**Tâches à réaliser:**
A - Extrayez du texte sur les corneilles le passage qui commence aux mots « Au loin le cri » et qui s'arrête après les mots « personne le savait. ».
B - D'après le texte sur les corneilles, comment les hommes et les femmes voyaient-ils ces oiseaux ?
C - Dites si chacune des affirmations suivantes s'accorde avec le texte sur les corneilles. Répondez par oui ou par non et citez les mots du texte qui permettent de trancher. (i) Au village, la neige fondait au soleil. (ii) Beaucoup de gens remarquèrent la présence des corneilles. (iii) Les températures étaient en hausse.

**Texte étudié:**
━━━
25.3.13

La tempête des corneilles. . .



 


Fondait au village la neige au soleil, noirci de sa pureté hivernale cette chère neige adorée quittait notre paysage pour s’en retourner à l’oubli. La brume des derniers jours en était porteuse, soulevé du sol, elle s’évaporait sur nos visages heureux de ce retour du beau temps. Sourire était donc de mise, nul besoin d’y penser ou de se forcer à la chose, tous souriait, même les vrais de vrais mal-heureux y allaient de leur petit sourire en coin. Heureux du printemps comme-ci l’hiver nous l’avions sur-vécu…décongelé du point de congélation, au-delà du zéro, nous remontions la pente des degrés Celsius, réjouies de voir les chiffres augmenter, nous étions ivres de cette fièvre printanière.

Au loin le cri des corneilles s’élevait bien haut en entraînant tous nos chagrins d’hiver, seulement, très peu des nombreux heureux remarquèrent la présence de ces dernières, à vrai dire, jamais elles n’avaient reçu le respect qu’elles méritaient. Hommes et femmes voyaient en elles des oiseaux de malheur, dure réalité pour ce volatile qui depuis la nuit des temps nous encourageaient de leur cri à bousculer les lois physiques, question de nous aider à transformer ce monde actuel en un monde de paix mais ça, personne le savait.
━━━
**Données fournies:**
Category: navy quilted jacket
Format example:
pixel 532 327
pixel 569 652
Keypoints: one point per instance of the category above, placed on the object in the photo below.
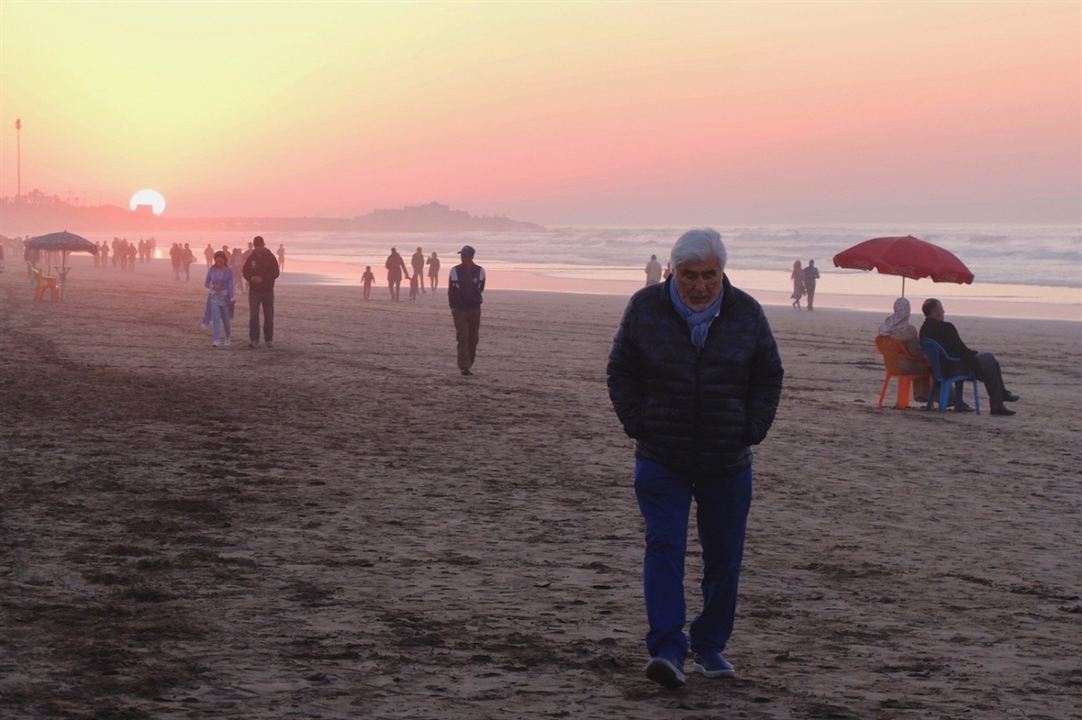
pixel 695 411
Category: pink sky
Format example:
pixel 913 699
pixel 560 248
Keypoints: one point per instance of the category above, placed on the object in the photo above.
pixel 561 114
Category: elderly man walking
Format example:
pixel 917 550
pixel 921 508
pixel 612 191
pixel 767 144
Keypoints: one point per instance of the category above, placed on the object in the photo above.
pixel 695 377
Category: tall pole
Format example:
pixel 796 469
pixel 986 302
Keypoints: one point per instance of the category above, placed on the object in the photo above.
pixel 18 161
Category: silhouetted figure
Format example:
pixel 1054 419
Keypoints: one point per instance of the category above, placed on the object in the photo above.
pixel 985 365
pixel 237 263
pixel 220 298
pixel 396 267
pixel 367 280
pixel 261 271
pixel 464 288
pixel 797 277
pixel 186 259
pixel 418 262
pixel 174 260
pixel 433 272
pixel 810 275
pixel 652 271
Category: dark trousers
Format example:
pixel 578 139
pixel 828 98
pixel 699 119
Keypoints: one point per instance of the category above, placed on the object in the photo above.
pixel 466 329
pixel 722 506
pixel 262 299
pixel 988 371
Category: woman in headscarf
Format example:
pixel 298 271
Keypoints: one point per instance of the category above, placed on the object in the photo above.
pixel 897 326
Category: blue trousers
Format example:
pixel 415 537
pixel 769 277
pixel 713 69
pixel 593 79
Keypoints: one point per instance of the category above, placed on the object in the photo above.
pixel 722 504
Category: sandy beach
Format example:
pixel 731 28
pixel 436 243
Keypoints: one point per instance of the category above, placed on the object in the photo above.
pixel 345 527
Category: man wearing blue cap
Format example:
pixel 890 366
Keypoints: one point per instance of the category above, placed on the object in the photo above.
pixel 464 288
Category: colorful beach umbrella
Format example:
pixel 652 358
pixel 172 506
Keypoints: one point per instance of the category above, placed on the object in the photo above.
pixel 64 241
pixel 908 257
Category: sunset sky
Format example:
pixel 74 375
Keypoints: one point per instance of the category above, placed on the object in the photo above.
pixel 589 113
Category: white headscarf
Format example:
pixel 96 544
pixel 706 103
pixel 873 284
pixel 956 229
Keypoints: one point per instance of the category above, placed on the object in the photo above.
pixel 898 321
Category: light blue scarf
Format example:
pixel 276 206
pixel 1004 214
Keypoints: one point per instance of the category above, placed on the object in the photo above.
pixel 697 322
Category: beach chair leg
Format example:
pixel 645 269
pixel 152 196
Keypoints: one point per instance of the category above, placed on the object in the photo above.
pixel 904 392
pixel 886 383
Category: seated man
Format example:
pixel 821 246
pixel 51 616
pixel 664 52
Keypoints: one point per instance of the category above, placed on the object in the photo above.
pixel 985 365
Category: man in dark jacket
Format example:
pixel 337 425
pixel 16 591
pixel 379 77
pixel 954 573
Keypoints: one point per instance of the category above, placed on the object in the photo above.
pixel 985 365
pixel 261 271
pixel 464 288
pixel 695 377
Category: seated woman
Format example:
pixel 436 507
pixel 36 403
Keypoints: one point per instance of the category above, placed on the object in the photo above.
pixel 898 326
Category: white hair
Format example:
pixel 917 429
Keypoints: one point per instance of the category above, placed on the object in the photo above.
pixel 700 244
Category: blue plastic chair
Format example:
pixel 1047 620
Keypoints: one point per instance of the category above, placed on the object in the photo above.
pixel 937 356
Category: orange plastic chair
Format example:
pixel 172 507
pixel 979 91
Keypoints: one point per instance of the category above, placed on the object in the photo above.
pixel 893 350
pixel 43 283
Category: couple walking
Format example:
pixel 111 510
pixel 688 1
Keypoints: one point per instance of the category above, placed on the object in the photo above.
pixel 261 271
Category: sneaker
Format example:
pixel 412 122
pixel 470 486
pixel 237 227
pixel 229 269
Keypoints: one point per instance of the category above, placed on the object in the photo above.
pixel 712 665
pixel 664 672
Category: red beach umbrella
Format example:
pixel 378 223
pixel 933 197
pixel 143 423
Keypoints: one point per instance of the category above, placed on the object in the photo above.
pixel 908 257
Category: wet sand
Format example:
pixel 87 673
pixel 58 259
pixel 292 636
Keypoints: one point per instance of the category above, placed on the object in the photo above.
pixel 345 527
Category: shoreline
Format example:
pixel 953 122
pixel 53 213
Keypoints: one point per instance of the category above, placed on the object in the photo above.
pixel 869 292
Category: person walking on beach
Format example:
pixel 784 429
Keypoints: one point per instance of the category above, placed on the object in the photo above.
pixel 810 275
pixel 797 278
pixel 175 258
pixel 187 258
pixel 221 296
pixel 695 378
pixel 464 287
pixel 652 272
pixel 396 267
pixel 237 262
pixel 433 272
pixel 418 262
pixel 984 364
pixel 367 280
pixel 261 271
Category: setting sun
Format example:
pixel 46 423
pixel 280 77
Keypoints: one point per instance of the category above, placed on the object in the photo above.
pixel 152 197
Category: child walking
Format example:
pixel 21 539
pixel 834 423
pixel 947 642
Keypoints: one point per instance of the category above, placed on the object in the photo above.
pixel 221 296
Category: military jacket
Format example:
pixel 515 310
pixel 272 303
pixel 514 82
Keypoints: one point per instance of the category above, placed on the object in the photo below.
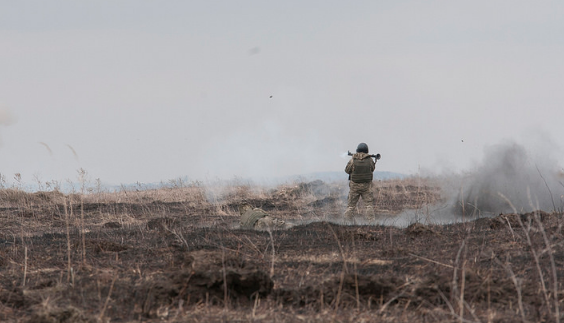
pixel 361 168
━━━
**Résultats:**
A -
Au loin le cri des corneilles s’élevait bien haut en entraînant tous nos chagrins d’hiver, seulement, très peu des nombreux heureux remarquèrent la présence de ces dernières, à vrai dire, jamais elles n’avaient reçu le respect qu’elles méritaient. Hommes et femmes voyaient en elles des oiseaux de malheur, dure réalité pour ce volatile qui depuis la nuit des temps nous encourageaient de leur cri à bousculer les lois physiques, question de nous aider à transformer ce monde actuel en un monde de paix mais ça, personne le savait.

B - Ils voyaient en elles des oiseaux de malheur.

C -
(i) Oui : « Fondait au village la neige au soleil ».
(ii) Non : « très peu des nombreux heureux remarquèrent la présence de ces dernières ».
(iii) Oui : « nous remontions la pente des degrés Celsius ».